+++ Records +++

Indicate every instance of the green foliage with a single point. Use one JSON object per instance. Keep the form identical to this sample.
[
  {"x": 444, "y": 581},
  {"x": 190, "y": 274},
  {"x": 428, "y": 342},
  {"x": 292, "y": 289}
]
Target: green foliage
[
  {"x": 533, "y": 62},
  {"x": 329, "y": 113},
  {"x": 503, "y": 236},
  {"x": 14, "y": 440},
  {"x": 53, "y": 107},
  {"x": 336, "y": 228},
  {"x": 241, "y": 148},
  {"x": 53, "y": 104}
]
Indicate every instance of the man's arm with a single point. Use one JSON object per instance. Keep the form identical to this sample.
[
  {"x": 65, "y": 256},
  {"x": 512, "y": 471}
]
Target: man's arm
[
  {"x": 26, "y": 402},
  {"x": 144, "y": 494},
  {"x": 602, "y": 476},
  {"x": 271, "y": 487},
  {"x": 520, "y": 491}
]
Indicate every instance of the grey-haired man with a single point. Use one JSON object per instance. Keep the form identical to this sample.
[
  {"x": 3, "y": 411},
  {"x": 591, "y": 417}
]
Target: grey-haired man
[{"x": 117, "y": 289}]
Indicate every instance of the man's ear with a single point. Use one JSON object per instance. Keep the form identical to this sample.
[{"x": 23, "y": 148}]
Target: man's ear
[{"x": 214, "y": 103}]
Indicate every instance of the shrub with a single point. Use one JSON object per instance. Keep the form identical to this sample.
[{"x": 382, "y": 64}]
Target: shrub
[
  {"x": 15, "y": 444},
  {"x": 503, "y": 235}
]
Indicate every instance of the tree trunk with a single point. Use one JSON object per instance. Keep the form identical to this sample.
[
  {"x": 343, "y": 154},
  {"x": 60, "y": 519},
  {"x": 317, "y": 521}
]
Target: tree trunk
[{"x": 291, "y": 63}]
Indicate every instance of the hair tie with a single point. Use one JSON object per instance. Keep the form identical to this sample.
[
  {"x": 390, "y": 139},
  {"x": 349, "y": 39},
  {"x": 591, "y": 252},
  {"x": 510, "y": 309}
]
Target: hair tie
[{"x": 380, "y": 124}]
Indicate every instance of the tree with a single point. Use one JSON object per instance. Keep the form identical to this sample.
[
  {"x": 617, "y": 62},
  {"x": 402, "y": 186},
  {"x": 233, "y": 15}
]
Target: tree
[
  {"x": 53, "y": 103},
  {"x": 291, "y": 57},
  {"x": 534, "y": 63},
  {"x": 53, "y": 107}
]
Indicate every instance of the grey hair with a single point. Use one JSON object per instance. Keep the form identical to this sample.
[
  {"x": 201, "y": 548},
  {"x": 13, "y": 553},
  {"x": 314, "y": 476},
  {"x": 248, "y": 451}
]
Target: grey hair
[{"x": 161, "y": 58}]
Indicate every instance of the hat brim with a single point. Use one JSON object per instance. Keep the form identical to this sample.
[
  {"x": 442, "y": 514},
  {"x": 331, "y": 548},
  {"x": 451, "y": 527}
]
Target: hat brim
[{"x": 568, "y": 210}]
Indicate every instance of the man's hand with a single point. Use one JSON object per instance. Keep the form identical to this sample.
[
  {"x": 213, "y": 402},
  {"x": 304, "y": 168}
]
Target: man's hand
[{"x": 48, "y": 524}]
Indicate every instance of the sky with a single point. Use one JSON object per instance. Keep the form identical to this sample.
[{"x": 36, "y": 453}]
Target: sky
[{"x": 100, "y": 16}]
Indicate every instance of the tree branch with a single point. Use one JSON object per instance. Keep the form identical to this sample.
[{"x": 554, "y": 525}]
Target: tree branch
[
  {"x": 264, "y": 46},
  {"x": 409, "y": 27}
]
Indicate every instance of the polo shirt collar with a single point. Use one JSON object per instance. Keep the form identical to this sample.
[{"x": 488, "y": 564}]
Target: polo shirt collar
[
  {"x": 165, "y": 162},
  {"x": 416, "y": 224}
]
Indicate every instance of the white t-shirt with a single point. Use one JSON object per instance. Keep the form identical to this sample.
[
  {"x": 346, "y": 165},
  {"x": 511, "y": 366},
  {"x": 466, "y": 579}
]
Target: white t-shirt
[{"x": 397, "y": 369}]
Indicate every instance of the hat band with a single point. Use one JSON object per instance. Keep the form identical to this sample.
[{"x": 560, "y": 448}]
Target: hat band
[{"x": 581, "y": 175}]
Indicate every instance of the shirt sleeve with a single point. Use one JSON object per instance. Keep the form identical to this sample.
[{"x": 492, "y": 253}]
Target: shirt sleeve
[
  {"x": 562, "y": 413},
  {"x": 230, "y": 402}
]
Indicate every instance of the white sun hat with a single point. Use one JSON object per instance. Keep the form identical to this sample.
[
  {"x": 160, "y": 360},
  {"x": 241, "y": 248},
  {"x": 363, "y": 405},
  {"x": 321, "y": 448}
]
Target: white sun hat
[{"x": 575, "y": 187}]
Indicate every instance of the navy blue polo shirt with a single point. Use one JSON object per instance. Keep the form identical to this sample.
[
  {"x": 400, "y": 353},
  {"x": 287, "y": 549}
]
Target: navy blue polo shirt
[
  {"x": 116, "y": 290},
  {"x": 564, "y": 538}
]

+++

• _What you should do_:
Your task is to return the full listing exactly as it was given.

• _Solution_:
Indicate every instance of the green foliage with a single point. Use one JSON object per instance. Keep the form identical to this sample.
[
  {"x": 444, "y": 581},
  {"x": 190, "y": 274},
  {"x": 428, "y": 342},
  {"x": 292, "y": 289}
]
Target: green foliage
[
  {"x": 533, "y": 62},
  {"x": 329, "y": 113},
  {"x": 503, "y": 236},
  {"x": 14, "y": 440},
  {"x": 53, "y": 107},
  {"x": 336, "y": 228},
  {"x": 241, "y": 148},
  {"x": 53, "y": 104}
]
Indicate every instance of the man's arm with a single point. Use one JSON object per instance. Keep the form identical to this sample.
[
  {"x": 65, "y": 256},
  {"x": 512, "y": 471}
]
Target: man's arm
[
  {"x": 26, "y": 402},
  {"x": 144, "y": 494},
  {"x": 602, "y": 476},
  {"x": 271, "y": 487},
  {"x": 520, "y": 491}
]
Indicate every instance of the grey-haired man with a single point. Use one JSON object per instance. Keep the form identical to this sample.
[
  {"x": 3, "y": 411},
  {"x": 591, "y": 417}
]
Target: grey-haired man
[{"x": 117, "y": 289}]
Indicate every instance of the man's ear with a single point. Use one JSON object per instance. Keep the form identical to this sample.
[{"x": 23, "y": 148}]
Target: man's ear
[{"x": 214, "y": 103}]
Indicate every instance of the shrub with a single point. Use one JSON object per instance. Keep the form identical to this sample.
[{"x": 382, "y": 64}]
Target: shrub
[
  {"x": 15, "y": 444},
  {"x": 503, "y": 235}
]
Indicate every instance of the tree trunk with a single point. Use one JSON object per instance. Keep the form identical to this sample.
[
  {"x": 343, "y": 154},
  {"x": 60, "y": 519},
  {"x": 317, "y": 521}
]
Target: tree trunk
[{"x": 291, "y": 63}]
Indicate every instance of the hair tie with a single point. Use one JSON object per instance. Keep the form identical to this sample.
[
  {"x": 390, "y": 139},
  {"x": 349, "y": 39},
  {"x": 591, "y": 252},
  {"x": 510, "y": 309}
]
Target: hair tie
[{"x": 380, "y": 124}]
Indicate every instance of the tree with a single point. Use one JSON object per instance. Keep the form identical to this sample.
[
  {"x": 617, "y": 62},
  {"x": 402, "y": 186},
  {"x": 233, "y": 15}
]
Target: tree
[
  {"x": 53, "y": 103},
  {"x": 291, "y": 57},
  {"x": 534, "y": 63},
  {"x": 53, "y": 107}
]
Indicate every instance of the grey hair with a single point. Use one JSON object per instance. Keep the form identical to this sample.
[
  {"x": 201, "y": 548},
  {"x": 13, "y": 553},
  {"x": 314, "y": 476},
  {"x": 248, "y": 451}
]
Target: grey hair
[{"x": 161, "y": 58}]
Indicate every instance of the hat brim with a single point. Use one JSON object per instance. Keep the form identical to this sample.
[
  {"x": 442, "y": 514},
  {"x": 331, "y": 548},
  {"x": 451, "y": 527}
]
Target: hat brim
[{"x": 568, "y": 210}]
Indicate every instance of the man's hand with a single point. Use one JSON object per instance. Keep the form identical to this sample.
[
  {"x": 213, "y": 402},
  {"x": 304, "y": 168}
]
Target: man's hand
[{"x": 48, "y": 524}]
Indicate every instance of the sky with a single point. Use one JSON object per instance. Keep the form identical to this sample.
[{"x": 36, "y": 453}]
Target: sky
[{"x": 100, "y": 16}]
Indicate every instance of the tree branch with a single point. Use one JSON object per instance. Keep the form identical to this sample.
[{"x": 554, "y": 525}]
Target: tree branch
[
  {"x": 264, "y": 46},
  {"x": 409, "y": 27}
]
Indicate every instance of the polo shirt collar with a single point. Use one JSON object per instance. Keep the form identical to this sample.
[{"x": 488, "y": 564}]
Target: polo shirt collar
[
  {"x": 165, "y": 162},
  {"x": 416, "y": 224}
]
Indicate every instance of the white t-shirt with a single point. Use one JSON object per instance. Keep the form identical to this sample.
[
  {"x": 346, "y": 165},
  {"x": 511, "y": 366},
  {"x": 466, "y": 579}
]
Target: white t-shirt
[{"x": 397, "y": 369}]
Indicate every instance of the hat band with a single point. Use one JSON object per instance. Keep the form identical to this sample.
[{"x": 560, "y": 448}]
Target: hat band
[{"x": 581, "y": 175}]
Indicate every instance of the shirt sleeve with a single point. Use one JSON object per instance. Keep the form identical to this sample.
[{"x": 492, "y": 253}]
Target: shirt sleeve
[
  {"x": 562, "y": 413},
  {"x": 230, "y": 402}
]
Indicate every instance of the white sun hat with a single point. Use one JSON object per instance. Keep the form identical to this sample.
[
  {"x": 160, "y": 360},
  {"x": 241, "y": 248},
  {"x": 363, "y": 405},
  {"x": 321, "y": 448}
]
Target: white sun hat
[{"x": 575, "y": 187}]
Indicate every instance of the navy blue polo shirt with a single point. Use one JSON object per instance. Keep the form identical to this sample.
[
  {"x": 400, "y": 353},
  {"x": 287, "y": 549}
]
Target: navy blue polo shirt
[
  {"x": 116, "y": 290},
  {"x": 564, "y": 538}
]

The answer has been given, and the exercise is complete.